- YOUR INSTRUCTIONS
Copy word for word the passage of the excerpt on adaptation to non-marine habitats that starts with "In a previous" and goes on through "stress conditions [23].".

- SELECTED EXCERPT
========================================================================
Conversely, information about the molecular basis of adaptation to from marine to non-marine habitats in invertebrates is still scarce. Only one study reported adaptation signals in gene families that may have played a key role during terrestrialization in springtails and insects (Hexapoda) [11], clades that probably had a common pancrustacean ancestor living in a shallow marine environment [12, 13]. For example, mutations in the ATPases were suggested to provide the necessary energy to adapt to new high-energy demanding habitats [14]. Similarly, ion-ATPases and cotransporters control the cell homeostasis and can respond to new osmotic pressures during the transition [11]. DNA repair genes could help to reduce the damage produced by increased ultraviolet (UV) irradiation. One of the selected genes in Hexapoda (Rad23) is also present in tardigrades, invertebrates well-known for tolerating high levels of radiation [15]. Cytochrome p450s/monooxygenases, glutathione S-transferases, and ABC transporters are involved in the break-down of a multitude of endogenous and exogenous compounds were also found to be enriched in the Hexapoda lineage [11, 16]. Additionally, ribosomal proteins were targets of selection. As the ribosomal machinery is salt-sensitive, the adaptive signs in these gene family could be result of the different osmotic pressures within aquatic and terrestrial environments [17]. Furthermore, heat shock proteins Hsp70 and Hsp90, which are involved in stress response, were also under positive selection in Hexapoda. Hsp70 recognizes and targeted damaged proteins to be recycled in the proteasome [18], and Hsp90 has been shown to provide thermal resistance in terrestrial isopods [19].
In a previous paper, we explored the adaptive signals in the mitochondrial genomes of panpulmonates [20]. We found that in the branches leading to lineages with terrestrial taxa (Ellobioidea and Stylommatophora), the mitochondrial genes cob and nad5, both involved in the oxidative phosphorylation pathway that finally produces ATP, appeared under positive selection. Moreover, the amino acid positions under selection have been related to an increased energy production probably linked to novel demands of locomotion [21, 22], and to changes in the equilibrium constant physicochemical property involved in the regulation of ROS production and thus, in the ability to tolerate new abiotic stress conditions [23].
Here, we expanded our search for candidate genes related to the adaptation to non-marine habitats, using transcriptome-wide data from several panpulmonate taxa, including marine, intertidal, freshwater and terrestrial lineages. We used a phylogenomic approach to reconstruct the phylogenetic relationships of Panpulmonata and then tested for positive selection in the branches leading to freshwater and land snails. This approach aims to provide new insights into the selective pressures shaping the transition from marine to land and freshwater lifestyles.
========================================================================
- INFORMATION

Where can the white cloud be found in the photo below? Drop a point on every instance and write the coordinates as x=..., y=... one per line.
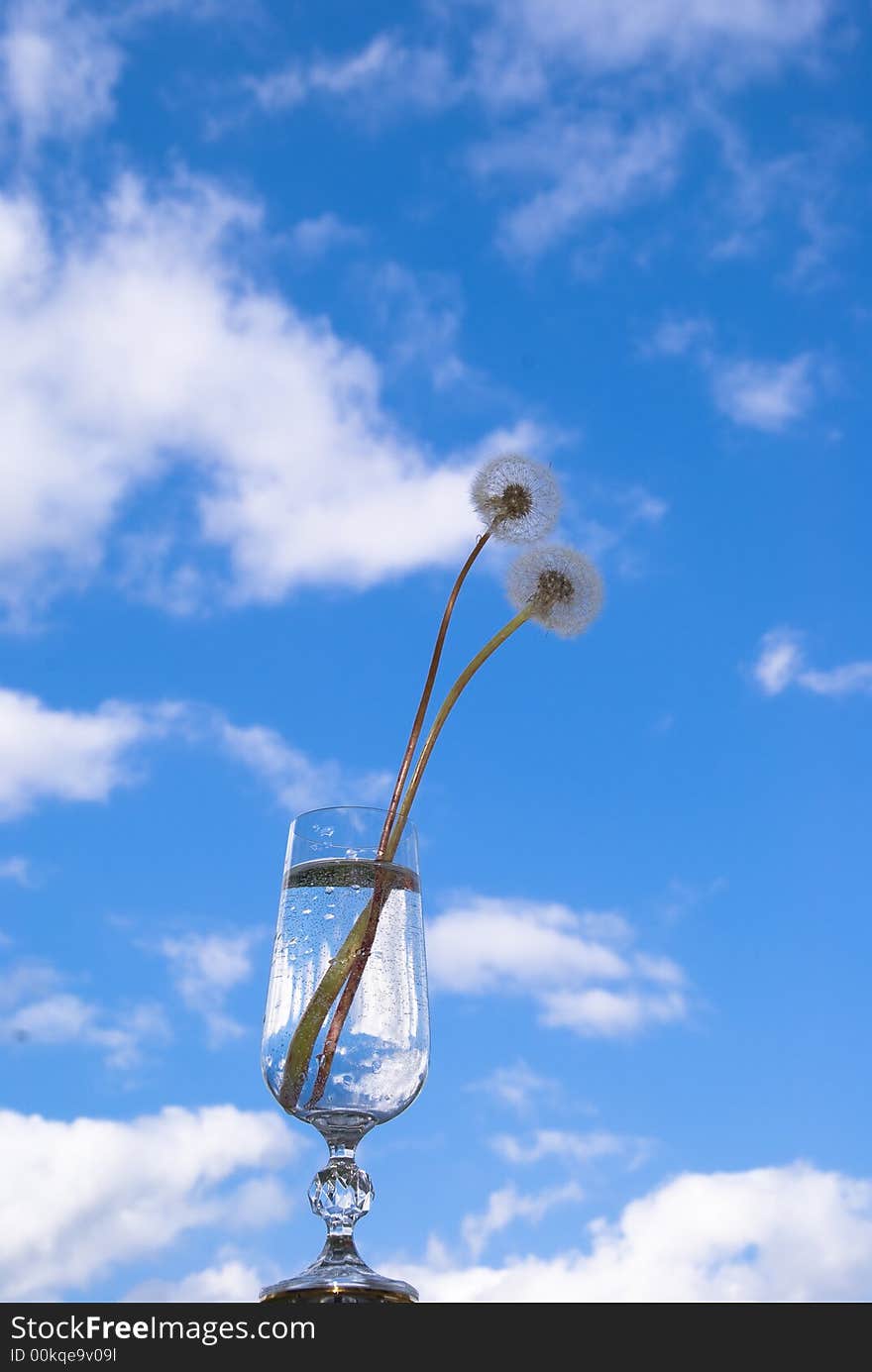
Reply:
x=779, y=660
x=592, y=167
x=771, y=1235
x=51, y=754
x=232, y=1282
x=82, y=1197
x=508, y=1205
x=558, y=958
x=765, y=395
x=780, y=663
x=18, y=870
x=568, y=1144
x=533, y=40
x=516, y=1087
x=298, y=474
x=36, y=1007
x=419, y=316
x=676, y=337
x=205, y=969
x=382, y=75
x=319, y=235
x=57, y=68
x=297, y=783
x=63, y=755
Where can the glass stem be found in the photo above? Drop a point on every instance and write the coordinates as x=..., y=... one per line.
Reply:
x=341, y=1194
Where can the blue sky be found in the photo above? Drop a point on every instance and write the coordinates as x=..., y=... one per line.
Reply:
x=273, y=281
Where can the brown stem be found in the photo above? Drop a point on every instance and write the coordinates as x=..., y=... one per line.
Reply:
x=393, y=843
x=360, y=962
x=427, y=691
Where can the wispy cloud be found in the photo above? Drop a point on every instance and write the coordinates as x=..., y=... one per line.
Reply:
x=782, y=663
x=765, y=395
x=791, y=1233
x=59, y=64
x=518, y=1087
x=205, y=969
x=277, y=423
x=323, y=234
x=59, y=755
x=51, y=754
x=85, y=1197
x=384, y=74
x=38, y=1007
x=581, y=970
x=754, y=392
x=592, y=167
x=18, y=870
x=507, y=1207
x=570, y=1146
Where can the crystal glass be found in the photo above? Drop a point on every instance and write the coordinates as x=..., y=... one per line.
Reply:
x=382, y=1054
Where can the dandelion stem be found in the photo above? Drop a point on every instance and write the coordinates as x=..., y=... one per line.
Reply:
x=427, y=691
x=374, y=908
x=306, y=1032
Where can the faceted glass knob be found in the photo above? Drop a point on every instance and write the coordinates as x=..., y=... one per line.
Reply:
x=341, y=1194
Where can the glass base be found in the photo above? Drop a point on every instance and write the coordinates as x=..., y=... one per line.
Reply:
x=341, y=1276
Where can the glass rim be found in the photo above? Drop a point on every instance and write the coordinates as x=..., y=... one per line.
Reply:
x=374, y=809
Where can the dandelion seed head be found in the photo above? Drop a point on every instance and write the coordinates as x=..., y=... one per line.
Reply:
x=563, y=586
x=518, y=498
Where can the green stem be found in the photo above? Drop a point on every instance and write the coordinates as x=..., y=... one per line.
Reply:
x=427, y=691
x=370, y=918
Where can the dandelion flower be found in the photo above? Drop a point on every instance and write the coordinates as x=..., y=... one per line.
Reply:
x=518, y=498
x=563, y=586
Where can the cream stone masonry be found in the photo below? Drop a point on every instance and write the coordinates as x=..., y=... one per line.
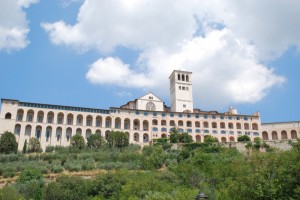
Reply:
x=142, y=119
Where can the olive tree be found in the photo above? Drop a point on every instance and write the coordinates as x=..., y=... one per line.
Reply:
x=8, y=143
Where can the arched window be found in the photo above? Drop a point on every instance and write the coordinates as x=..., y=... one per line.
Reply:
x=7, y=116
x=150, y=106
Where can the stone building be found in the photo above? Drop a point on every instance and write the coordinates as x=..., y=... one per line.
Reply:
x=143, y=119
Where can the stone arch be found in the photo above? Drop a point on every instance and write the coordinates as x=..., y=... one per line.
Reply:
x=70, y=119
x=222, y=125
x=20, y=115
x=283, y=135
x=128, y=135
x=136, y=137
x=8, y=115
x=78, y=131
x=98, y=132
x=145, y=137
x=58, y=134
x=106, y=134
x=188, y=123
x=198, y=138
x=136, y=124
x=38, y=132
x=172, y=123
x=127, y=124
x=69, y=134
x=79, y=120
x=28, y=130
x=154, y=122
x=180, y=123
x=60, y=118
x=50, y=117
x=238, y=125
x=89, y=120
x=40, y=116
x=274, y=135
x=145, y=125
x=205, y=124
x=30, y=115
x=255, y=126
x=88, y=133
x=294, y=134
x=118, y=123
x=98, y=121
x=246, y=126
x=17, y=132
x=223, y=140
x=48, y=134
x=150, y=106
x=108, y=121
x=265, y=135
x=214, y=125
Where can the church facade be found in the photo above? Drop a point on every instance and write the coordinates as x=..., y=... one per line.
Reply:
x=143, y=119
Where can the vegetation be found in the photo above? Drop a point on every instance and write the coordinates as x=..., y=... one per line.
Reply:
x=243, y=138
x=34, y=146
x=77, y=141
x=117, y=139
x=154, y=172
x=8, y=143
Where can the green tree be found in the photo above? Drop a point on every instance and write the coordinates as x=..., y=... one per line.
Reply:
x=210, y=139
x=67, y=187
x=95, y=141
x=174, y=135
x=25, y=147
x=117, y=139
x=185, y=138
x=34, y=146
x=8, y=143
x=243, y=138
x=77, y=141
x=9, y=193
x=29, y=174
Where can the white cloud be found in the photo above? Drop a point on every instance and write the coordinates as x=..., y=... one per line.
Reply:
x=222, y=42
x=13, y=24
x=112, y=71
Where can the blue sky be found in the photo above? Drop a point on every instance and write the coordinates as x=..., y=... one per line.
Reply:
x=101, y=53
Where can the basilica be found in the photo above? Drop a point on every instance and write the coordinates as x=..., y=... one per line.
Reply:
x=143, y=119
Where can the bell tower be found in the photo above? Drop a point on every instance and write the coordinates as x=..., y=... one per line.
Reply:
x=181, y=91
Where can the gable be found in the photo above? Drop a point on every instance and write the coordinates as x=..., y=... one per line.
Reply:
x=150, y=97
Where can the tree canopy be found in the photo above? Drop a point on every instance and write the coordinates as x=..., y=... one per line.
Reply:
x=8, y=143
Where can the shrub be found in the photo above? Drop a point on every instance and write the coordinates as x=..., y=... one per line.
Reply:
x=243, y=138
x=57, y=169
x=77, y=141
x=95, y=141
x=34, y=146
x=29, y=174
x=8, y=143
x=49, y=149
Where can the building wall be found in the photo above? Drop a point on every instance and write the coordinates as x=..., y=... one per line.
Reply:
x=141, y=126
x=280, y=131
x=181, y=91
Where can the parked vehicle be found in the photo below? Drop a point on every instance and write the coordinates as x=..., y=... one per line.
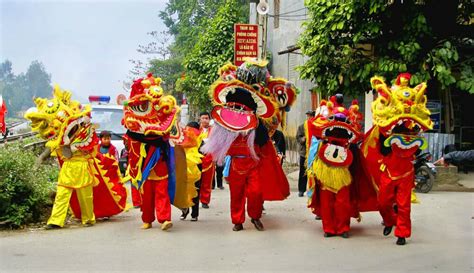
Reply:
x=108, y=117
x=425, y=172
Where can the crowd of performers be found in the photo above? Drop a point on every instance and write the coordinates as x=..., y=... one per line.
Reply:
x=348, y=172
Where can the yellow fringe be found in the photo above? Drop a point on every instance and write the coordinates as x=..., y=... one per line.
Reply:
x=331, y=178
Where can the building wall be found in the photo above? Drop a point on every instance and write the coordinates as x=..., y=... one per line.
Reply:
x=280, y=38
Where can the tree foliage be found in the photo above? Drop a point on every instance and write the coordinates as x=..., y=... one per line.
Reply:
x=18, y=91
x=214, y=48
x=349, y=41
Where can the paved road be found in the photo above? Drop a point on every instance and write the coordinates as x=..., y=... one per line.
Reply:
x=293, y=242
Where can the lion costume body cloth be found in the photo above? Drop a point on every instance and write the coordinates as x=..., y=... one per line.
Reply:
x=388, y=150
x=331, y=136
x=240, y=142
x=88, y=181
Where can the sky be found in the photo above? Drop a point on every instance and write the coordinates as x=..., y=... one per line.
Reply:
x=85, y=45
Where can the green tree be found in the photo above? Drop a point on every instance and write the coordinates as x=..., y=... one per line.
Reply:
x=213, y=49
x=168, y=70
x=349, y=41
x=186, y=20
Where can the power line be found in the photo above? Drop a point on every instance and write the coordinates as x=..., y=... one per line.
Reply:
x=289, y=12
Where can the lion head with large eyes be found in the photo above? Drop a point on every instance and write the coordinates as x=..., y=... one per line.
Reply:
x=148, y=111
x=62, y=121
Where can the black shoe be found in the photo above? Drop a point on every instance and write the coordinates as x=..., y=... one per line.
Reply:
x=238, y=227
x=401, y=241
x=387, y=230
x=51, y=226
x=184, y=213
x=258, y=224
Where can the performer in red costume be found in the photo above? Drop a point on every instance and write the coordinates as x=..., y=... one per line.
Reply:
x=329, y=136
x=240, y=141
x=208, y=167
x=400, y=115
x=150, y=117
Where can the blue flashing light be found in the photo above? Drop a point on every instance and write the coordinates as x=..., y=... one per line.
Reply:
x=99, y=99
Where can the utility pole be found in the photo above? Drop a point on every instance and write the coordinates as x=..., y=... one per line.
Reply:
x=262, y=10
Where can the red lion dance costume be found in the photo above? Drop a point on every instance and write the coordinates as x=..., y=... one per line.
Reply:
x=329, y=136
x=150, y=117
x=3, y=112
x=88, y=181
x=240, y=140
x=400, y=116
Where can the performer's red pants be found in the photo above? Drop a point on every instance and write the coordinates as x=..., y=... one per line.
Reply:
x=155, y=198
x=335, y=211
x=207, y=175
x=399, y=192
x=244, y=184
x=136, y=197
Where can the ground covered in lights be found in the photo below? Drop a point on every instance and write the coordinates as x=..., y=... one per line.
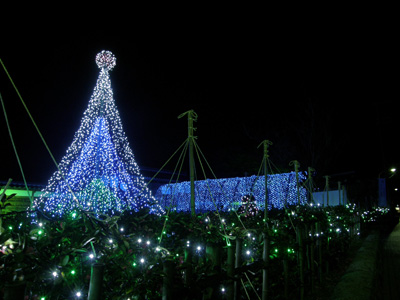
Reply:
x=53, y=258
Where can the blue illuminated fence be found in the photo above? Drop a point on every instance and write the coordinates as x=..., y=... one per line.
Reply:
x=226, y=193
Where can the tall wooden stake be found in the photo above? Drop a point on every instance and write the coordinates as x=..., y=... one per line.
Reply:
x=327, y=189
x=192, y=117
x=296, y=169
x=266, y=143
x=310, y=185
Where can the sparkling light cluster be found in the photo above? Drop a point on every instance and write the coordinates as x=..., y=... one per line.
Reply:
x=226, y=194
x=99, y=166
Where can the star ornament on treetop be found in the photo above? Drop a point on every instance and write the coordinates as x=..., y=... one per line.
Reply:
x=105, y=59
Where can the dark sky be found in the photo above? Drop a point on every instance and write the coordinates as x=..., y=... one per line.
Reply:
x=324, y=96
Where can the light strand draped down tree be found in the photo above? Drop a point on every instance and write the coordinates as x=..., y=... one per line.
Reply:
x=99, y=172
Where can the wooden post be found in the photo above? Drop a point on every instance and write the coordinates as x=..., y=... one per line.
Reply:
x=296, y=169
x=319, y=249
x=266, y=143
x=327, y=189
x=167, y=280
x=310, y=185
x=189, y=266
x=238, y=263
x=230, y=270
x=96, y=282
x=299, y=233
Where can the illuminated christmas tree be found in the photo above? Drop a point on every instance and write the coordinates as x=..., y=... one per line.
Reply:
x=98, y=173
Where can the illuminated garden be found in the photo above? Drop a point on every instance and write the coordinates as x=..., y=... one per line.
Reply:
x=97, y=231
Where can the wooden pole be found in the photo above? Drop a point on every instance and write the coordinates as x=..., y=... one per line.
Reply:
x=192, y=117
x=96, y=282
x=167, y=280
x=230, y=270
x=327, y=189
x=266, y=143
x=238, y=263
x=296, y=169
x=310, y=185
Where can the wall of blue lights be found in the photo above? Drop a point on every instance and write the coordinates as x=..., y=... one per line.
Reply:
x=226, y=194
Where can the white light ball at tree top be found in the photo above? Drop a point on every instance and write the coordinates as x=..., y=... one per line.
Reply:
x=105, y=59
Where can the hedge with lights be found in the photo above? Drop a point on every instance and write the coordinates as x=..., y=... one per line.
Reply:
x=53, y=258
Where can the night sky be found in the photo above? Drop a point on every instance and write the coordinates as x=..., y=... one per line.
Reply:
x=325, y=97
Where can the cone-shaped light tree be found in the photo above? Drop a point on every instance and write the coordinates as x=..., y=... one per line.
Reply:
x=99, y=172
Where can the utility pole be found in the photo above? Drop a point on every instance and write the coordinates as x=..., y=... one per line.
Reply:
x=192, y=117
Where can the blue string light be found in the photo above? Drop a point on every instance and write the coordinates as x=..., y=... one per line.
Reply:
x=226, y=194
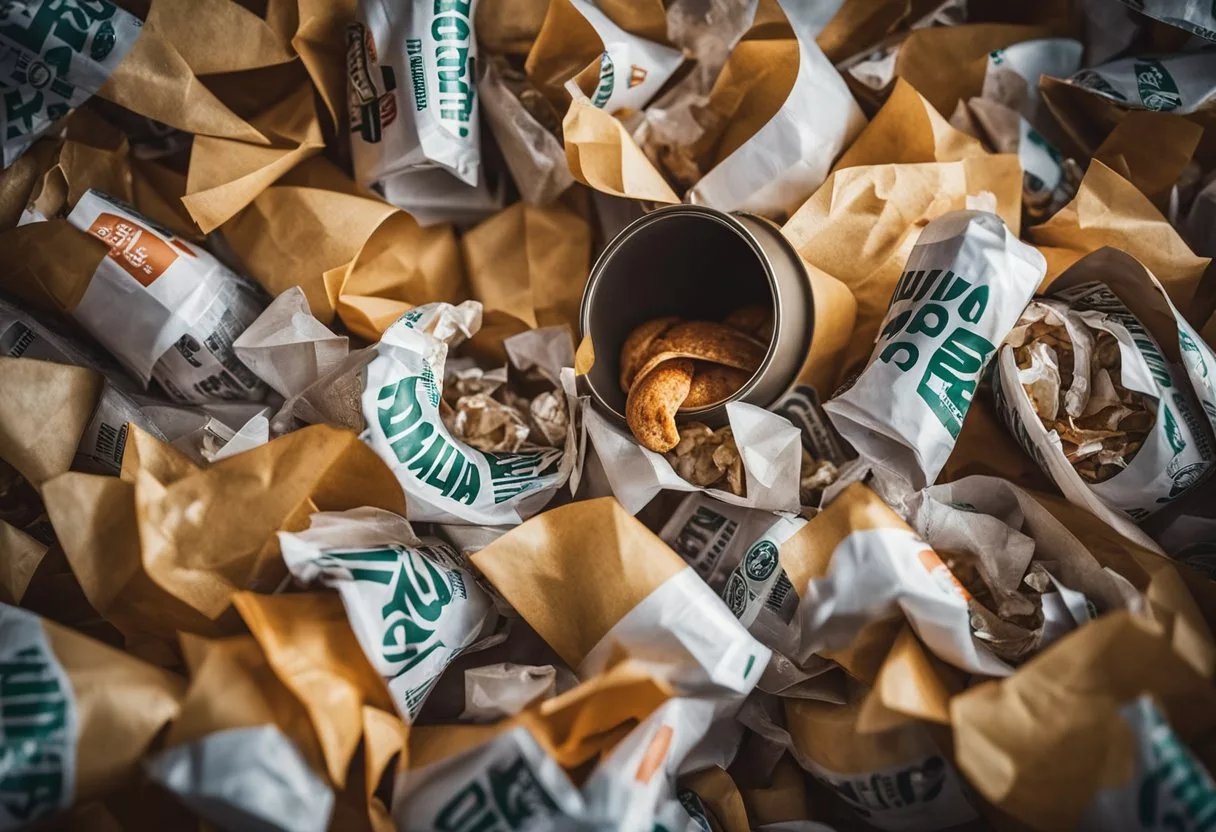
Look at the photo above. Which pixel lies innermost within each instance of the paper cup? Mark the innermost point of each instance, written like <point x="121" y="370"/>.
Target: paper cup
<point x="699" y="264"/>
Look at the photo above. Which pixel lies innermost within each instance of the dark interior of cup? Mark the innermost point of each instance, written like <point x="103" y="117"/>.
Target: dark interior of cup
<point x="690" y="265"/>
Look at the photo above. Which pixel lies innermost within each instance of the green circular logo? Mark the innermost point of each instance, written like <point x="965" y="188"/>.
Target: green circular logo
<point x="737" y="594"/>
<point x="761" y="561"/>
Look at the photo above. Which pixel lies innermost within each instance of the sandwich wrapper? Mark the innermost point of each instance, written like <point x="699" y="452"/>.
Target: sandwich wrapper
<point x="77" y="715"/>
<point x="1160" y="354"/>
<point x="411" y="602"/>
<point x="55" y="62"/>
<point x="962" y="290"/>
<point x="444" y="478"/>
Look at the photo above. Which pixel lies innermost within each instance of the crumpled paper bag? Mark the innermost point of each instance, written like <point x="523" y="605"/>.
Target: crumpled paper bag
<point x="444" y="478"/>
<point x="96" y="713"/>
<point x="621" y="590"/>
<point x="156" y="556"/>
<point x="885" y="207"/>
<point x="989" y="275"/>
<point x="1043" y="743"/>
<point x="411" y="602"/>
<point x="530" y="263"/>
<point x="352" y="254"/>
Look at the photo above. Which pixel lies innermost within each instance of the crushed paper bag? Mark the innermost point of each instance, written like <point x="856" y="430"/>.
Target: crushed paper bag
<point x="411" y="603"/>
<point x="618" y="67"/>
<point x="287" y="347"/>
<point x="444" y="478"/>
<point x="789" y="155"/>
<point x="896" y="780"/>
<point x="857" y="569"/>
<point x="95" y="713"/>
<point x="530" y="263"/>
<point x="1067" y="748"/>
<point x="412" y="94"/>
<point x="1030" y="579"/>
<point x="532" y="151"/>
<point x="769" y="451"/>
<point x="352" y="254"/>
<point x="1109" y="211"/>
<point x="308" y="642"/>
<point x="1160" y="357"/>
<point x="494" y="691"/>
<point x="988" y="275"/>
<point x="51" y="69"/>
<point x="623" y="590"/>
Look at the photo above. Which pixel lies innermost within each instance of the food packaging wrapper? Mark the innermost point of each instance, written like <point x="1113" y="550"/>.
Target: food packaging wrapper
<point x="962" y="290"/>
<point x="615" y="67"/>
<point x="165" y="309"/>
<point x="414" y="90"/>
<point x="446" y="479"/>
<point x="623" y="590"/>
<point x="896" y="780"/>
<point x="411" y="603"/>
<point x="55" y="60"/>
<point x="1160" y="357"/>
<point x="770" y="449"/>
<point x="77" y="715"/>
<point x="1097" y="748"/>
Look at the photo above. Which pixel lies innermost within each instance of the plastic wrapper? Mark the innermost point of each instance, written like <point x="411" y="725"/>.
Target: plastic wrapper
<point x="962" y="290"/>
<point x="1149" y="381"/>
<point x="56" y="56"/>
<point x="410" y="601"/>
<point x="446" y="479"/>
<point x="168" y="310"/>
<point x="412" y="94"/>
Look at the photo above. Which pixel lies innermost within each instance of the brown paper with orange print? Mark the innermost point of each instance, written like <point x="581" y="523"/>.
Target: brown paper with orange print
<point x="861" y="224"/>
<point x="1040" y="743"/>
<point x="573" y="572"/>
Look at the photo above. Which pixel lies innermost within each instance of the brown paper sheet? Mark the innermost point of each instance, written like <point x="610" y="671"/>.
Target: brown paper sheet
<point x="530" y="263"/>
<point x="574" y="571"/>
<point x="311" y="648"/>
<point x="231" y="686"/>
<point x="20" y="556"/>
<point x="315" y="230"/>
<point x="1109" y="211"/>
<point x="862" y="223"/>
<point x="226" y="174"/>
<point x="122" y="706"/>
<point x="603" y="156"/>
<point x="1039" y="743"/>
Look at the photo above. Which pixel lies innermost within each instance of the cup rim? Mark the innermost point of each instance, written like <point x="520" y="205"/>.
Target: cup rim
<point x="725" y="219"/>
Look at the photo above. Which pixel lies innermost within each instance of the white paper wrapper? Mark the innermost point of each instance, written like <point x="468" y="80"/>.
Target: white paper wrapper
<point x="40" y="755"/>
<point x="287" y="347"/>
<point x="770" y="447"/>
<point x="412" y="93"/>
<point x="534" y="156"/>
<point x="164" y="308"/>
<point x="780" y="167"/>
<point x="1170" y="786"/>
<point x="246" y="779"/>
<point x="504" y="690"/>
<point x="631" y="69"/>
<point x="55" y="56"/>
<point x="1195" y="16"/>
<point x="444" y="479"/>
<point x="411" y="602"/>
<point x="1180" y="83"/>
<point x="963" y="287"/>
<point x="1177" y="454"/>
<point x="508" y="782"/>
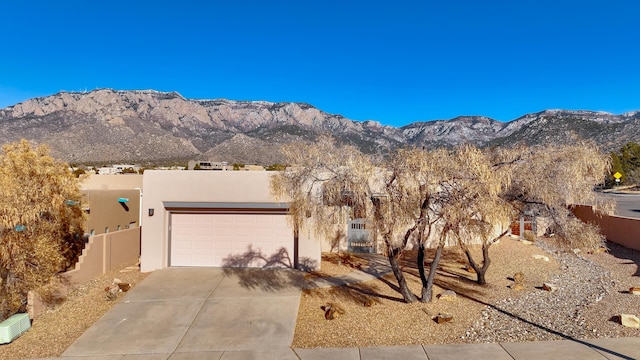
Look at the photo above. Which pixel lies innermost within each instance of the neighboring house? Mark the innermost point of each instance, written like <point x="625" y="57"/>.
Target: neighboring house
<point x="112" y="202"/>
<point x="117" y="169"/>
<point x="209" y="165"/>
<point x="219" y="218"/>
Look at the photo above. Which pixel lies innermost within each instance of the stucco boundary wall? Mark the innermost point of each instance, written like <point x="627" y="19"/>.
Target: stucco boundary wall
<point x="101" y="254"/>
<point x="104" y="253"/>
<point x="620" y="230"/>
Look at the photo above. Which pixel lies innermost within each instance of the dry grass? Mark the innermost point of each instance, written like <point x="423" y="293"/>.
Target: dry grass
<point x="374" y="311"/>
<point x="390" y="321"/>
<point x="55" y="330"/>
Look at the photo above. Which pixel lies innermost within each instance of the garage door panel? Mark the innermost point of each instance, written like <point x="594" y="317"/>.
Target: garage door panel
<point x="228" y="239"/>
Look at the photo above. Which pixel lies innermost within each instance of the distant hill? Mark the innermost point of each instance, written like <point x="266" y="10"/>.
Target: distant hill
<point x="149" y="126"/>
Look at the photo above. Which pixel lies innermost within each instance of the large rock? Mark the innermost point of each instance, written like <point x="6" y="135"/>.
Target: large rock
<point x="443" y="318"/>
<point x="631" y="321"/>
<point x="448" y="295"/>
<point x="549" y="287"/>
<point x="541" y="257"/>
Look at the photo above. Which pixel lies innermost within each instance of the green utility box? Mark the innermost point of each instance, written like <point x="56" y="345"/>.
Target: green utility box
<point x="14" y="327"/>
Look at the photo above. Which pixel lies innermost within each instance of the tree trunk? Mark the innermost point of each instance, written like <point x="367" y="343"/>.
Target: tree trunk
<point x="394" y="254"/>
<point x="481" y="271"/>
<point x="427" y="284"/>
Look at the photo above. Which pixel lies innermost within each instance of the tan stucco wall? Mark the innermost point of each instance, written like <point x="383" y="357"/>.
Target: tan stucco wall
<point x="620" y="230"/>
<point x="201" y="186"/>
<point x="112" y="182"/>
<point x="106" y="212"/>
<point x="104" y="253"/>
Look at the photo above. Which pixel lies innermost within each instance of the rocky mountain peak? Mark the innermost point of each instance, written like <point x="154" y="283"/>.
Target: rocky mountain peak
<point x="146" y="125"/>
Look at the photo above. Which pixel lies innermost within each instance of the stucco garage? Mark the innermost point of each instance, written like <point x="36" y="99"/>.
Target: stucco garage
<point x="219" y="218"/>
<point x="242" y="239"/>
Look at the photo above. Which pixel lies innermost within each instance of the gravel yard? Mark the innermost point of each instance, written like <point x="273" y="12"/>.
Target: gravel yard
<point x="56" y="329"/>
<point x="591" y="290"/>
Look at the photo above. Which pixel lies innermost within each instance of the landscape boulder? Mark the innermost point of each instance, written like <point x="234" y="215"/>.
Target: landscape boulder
========================================================================
- RESPONSE BELOW
In a previous paper, we explored the adaptive signals in the mitochondrial genomes of panpulmonates [20]. We found that in the branches leading to lineages with terrestrial taxa (Ellobioidea and Stylommatophora), the mitochondrial genes cob and nad5, both involved in the oxidative phosphorylation pathway that finally produces ATP, appeared under positive selection. Moreover, the amino acid positions under selection have been related to an increased energy production probably linked to novel demands of locomotion [21, 22], and to changes in the equilibrium constant physicochemical property involved in the regulation of ROS production and thus, in the ability to tolerate new abiotic stress conditions [23].